┌─ Source passage

Formal training is offered at the postsecondary level by hospitals, medical centers, community colleges, vocational-technical institutes, and colleges and universities. Programs usually last from 1 to 2 years and include laboratory experience as well as classroom instruction in neurology, anatomy, neuroanatomy, physiology, neurophysiology, clinical and internal medicine, psychiatry, and electronics and instrumentation. Graduates receive associate degrees or certificates.
Credentials for EEG personnel are available through the American Board of Registration of Electroencephalographic Technologists, which awards the title Registered EEG Technologist to qualified applicants. This board also accredits technologists in the subspecialty of evoked potential as Registered Evoked Potential Technologist. Although not generally required for entry level jobs, registration indicates professional competence, and usually is necessary for supervisory or teaching jobs.
Persons who want to enter this field should have manual dexterity, good vision, writing skills, an aptitude for working with electronic equipment, and the ability to work with patients as well as with other health personnel. High school students considering a career in this occupation should take courses in health, biology, human anatomy, and mathematics.

└─

Problem set:
**1)** According to the EEG training passage, how long do the formal training programs usually last?
**2)** Translate this sentence from the EEG training passage into Spanish: "Graduates receive associate degrees or certificates."
**3)** Return everything in the EEG training passage from "Persons who want" down to "anatomy, and mathematics.".

┌─ Dataset records

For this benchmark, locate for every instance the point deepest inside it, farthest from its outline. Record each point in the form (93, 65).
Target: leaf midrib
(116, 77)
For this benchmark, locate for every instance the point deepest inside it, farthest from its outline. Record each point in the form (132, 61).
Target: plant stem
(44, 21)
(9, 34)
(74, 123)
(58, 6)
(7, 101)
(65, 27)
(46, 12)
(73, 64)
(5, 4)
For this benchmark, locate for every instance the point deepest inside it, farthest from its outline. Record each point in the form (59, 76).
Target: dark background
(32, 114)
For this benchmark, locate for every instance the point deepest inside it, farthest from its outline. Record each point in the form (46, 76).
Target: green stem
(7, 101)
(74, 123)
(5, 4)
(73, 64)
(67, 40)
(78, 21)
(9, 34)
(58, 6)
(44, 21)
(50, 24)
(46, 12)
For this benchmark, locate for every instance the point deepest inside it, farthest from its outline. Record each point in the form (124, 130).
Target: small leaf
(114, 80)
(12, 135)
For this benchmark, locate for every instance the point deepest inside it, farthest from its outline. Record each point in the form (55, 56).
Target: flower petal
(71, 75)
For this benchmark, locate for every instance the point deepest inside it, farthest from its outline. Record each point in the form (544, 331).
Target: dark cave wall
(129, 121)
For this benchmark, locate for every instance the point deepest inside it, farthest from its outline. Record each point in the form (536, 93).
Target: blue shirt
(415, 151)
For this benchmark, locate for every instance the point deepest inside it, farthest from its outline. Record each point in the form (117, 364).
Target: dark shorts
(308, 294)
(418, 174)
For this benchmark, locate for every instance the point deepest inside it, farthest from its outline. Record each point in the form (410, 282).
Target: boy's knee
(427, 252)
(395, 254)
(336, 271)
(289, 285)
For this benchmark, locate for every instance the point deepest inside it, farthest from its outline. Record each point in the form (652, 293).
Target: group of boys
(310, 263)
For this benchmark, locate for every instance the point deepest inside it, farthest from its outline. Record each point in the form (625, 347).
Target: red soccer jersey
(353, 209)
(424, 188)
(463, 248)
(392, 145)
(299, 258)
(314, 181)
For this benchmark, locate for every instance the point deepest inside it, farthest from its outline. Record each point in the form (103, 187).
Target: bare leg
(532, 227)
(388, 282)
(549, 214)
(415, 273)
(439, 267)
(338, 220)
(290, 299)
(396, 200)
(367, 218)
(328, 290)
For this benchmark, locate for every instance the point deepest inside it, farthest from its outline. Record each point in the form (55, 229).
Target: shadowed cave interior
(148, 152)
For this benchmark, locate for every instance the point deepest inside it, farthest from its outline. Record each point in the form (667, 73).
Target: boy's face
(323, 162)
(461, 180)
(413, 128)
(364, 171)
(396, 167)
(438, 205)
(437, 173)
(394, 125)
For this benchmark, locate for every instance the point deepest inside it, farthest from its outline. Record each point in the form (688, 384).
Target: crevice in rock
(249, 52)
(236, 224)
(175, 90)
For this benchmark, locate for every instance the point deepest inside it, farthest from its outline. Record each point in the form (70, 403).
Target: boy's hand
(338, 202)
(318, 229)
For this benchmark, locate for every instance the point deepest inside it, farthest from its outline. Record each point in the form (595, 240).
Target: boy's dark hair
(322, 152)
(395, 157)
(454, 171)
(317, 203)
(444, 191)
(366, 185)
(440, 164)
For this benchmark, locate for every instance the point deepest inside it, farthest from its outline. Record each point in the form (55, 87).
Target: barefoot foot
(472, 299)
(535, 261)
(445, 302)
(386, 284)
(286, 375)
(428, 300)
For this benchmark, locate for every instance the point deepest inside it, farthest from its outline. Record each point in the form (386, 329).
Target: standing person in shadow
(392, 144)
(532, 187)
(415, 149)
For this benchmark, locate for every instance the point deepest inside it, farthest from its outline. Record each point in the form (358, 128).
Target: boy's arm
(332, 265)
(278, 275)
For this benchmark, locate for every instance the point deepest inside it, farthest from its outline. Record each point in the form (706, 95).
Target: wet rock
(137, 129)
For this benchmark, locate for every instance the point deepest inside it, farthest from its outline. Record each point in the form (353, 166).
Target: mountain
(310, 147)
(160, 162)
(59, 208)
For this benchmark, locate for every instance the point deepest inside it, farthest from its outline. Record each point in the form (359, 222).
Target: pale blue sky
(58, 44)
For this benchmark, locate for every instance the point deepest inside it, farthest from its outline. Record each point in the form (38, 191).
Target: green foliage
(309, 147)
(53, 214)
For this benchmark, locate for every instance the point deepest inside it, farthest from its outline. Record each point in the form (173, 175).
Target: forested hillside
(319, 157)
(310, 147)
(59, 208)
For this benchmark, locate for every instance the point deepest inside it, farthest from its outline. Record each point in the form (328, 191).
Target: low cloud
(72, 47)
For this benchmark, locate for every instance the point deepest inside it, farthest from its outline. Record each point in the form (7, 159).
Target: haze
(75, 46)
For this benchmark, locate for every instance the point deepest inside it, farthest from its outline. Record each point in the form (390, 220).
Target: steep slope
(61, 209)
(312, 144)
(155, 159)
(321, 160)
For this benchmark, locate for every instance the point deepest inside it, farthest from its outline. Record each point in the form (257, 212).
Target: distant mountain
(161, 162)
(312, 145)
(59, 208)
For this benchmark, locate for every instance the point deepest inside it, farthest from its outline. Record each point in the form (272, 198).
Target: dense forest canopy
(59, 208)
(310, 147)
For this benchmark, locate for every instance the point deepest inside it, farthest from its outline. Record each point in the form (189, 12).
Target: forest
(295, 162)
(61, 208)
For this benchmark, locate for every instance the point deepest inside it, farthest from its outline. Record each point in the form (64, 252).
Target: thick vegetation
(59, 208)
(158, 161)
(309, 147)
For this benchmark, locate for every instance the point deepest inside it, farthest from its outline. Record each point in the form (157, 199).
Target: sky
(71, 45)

└─
┌─ Dataset records

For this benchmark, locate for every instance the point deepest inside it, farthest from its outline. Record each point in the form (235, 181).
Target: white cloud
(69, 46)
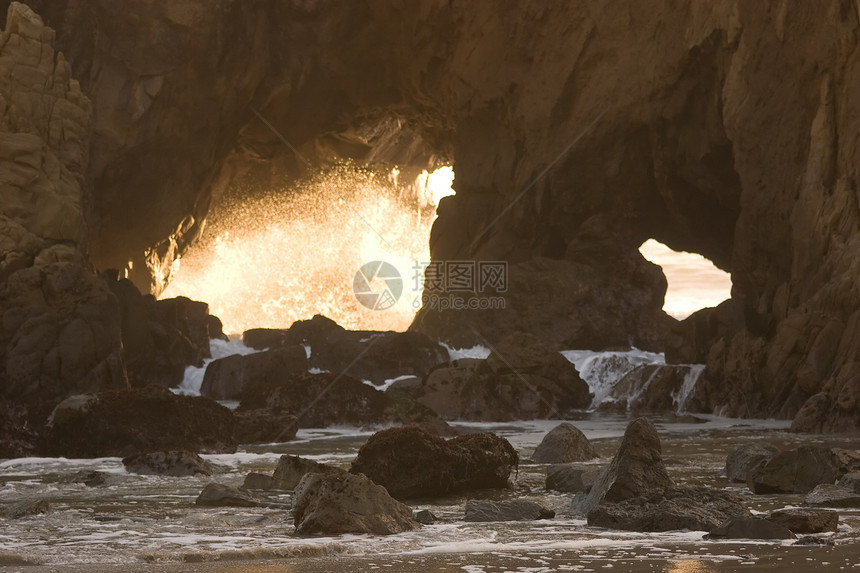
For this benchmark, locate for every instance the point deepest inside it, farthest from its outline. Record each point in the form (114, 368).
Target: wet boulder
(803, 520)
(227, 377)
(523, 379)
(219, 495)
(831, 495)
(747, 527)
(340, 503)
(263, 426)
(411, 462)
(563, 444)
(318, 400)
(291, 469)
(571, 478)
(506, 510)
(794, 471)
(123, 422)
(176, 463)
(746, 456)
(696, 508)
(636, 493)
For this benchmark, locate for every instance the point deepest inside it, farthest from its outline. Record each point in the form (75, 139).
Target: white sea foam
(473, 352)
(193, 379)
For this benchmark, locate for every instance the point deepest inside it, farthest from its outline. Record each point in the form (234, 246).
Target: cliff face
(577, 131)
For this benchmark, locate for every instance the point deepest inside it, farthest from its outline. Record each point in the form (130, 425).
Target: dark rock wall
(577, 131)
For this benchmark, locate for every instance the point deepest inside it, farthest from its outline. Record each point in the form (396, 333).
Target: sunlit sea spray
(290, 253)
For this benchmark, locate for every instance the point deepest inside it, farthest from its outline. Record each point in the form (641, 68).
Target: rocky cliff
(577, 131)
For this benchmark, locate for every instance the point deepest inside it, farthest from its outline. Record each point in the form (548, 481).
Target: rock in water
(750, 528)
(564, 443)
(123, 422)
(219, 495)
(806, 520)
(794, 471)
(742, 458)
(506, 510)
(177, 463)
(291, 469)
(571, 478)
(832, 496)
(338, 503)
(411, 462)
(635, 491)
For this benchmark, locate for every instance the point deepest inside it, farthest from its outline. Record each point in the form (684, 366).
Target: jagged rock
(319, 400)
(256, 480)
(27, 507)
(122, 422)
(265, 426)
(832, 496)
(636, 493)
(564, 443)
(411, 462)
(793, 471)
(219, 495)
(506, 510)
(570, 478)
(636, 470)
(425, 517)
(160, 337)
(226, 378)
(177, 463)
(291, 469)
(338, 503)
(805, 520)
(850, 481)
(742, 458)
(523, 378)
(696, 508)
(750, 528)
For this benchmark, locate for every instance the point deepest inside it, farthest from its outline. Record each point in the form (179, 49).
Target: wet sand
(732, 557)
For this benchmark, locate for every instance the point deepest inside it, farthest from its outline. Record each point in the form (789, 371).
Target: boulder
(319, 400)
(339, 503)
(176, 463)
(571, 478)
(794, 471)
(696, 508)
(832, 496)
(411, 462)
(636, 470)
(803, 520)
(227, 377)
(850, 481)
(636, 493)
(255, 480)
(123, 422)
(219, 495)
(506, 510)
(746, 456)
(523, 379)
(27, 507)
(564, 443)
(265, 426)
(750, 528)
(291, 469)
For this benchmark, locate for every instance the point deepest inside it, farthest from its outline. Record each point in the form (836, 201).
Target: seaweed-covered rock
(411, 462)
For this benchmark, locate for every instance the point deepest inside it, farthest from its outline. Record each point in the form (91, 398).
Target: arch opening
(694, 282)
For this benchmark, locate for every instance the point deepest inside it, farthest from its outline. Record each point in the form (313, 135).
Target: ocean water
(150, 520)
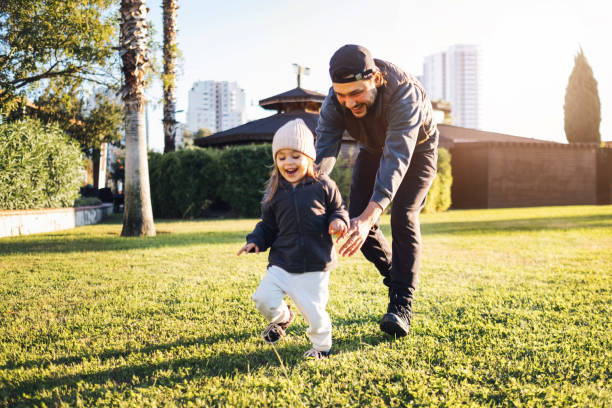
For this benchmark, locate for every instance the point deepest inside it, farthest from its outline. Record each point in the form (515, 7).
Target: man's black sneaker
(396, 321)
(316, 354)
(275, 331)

└─

Answer section:
**1)** From 1 to 2 years.

**2)** Los graduados reciben títulos de asociado o certificados.

**3)**
Persons who want to enter this field should have manual dexterity, good vision, writing skills, an aptitude for working with electronic equipment, and the ability to work with patients as well as with other health personnel. High school students considering a career in this occupation should take courses in health, biology, human anatomy, and mathematics.